Write the entries below out again without a single difference.

>>>>

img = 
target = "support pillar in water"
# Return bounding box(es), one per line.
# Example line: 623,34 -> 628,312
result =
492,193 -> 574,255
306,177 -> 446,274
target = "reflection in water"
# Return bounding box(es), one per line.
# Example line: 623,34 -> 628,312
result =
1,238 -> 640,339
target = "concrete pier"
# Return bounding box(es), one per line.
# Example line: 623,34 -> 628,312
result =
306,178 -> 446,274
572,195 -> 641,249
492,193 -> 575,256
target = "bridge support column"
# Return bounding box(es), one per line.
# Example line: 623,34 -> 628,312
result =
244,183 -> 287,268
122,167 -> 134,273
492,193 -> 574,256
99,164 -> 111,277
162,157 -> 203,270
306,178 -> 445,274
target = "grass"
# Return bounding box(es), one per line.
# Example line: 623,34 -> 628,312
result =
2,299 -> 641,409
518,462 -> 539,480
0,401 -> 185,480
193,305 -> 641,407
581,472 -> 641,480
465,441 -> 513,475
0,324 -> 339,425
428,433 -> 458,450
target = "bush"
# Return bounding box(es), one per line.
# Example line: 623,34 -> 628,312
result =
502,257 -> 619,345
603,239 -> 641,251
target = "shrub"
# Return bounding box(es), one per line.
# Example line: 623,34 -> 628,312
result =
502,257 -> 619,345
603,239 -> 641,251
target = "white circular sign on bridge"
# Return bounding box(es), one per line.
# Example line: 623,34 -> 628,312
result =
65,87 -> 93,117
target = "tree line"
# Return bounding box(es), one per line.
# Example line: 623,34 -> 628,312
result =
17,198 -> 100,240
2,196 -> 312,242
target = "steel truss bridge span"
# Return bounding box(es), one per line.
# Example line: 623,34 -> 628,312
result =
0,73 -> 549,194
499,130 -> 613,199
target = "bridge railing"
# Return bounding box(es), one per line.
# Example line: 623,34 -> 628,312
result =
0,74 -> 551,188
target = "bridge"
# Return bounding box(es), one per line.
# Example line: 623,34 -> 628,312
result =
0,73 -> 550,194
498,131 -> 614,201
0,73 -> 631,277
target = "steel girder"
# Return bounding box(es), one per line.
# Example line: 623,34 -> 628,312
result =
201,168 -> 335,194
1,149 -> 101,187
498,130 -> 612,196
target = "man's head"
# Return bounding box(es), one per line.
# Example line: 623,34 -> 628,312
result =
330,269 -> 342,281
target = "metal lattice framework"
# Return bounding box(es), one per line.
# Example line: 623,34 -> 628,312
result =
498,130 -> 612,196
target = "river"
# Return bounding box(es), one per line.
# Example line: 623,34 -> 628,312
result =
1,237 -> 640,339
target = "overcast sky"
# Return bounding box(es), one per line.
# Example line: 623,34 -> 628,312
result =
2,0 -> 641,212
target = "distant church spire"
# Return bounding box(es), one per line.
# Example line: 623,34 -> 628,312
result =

<<<<

■ EXERCISE SOLUTION ■
img = 
target = "support pillar in water"
# Return bounding box(es), one per line.
# Example line: 623,34 -> 628,312
result =
492,193 -> 574,255
306,177 -> 446,274
target = "reflection in water"
# Return bounding box(es), one per line.
# Example line: 623,34 -> 628,312
result =
1,238 -> 640,339
target = "concrete pier"
# Return bounding box(es), one per line.
# Example line: 623,34 -> 628,312
result =
306,178 -> 446,274
572,195 -> 641,249
492,193 -> 575,256
target = "bridge support column"
# Return bounding box(es), one per line.
# Example line: 623,34 -> 628,312
result =
244,183 -> 287,268
122,167 -> 134,273
492,193 -> 574,256
99,164 -> 111,277
162,157 -> 203,270
306,178 -> 445,274
target = "grass"
# Return bounding box(es), one per line.
# Example line: 623,34 -> 628,312
result =
2,299 -> 641,409
518,462 -> 539,480
0,401 -> 185,480
193,305 -> 641,407
581,472 -> 641,480
465,441 -> 513,475
0,324 -> 339,425
428,433 -> 458,450
target = "bush"
# Return bounding box(es), one per line.
# Example line: 623,34 -> 628,312
result =
502,257 -> 619,345
603,239 -> 641,251
target = "shrub"
# Return bounding box(es), one per line.
# Example line: 623,34 -> 628,312
result =
502,257 -> 619,345
603,239 -> 641,251
target = "white circular sign on bridge"
# Return bounding box(es), one per line.
# Example line: 623,34 -> 628,312
result =
65,87 -> 93,117
target = "tree line"
# Return bounding box(es), one per line.
# Example line: 623,34 -> 628,312
result =
17,198 -> 100,240
2,196 -> 312,242
target = "steel truss bridge span"
# Return bounding box(es), one per line.
# Example line: 623,34 -> 628,312
result =
0,73 -> 549,194
499,130 -> 613,199
target = "bridge railing"
# Return bounding box(es), one per line.
# Example line: 623,34 -> 628,312
result =
0,74 -> 551,188
target = "bridge"
# Return bounding box(es), one per line.
# Example line: 623,34 -> 628,312
result =
0,73 -> 550,194
498,131 -> 614,201
0,73 -> 631,277
target = "steel girder"
# Return bounding box(es), one per line.
# Example line: 623,34 -> 628,312
result =
201,168 -> 335,194
1,149 -> 101,187
498,130 -> 612,196
target = "man's head"
# Return bounding box(es), one per line.
# Example line: 623,34 -> 628,312
result =
330,269 -> 342,281
target = "metal lattice framework"
# Return bounding box(es), one per line.
# Example line: 623,34 -> 628,312
result =
498,130 -> 612,196
target = "river"
# Return bounding box(es), one per line.
# Example line: 623,34 -> 628,312
result =
1,237 -> 640,339
target = "overcast sky"
# Return bounding box(es), one per line.
# Example line: 623,34 -> 628,312
result =
2,0 -> 641,212
target = "distant church spire"
# Return bounding box(es), one per line.
# Example line: 623,34 -> 628,312
result =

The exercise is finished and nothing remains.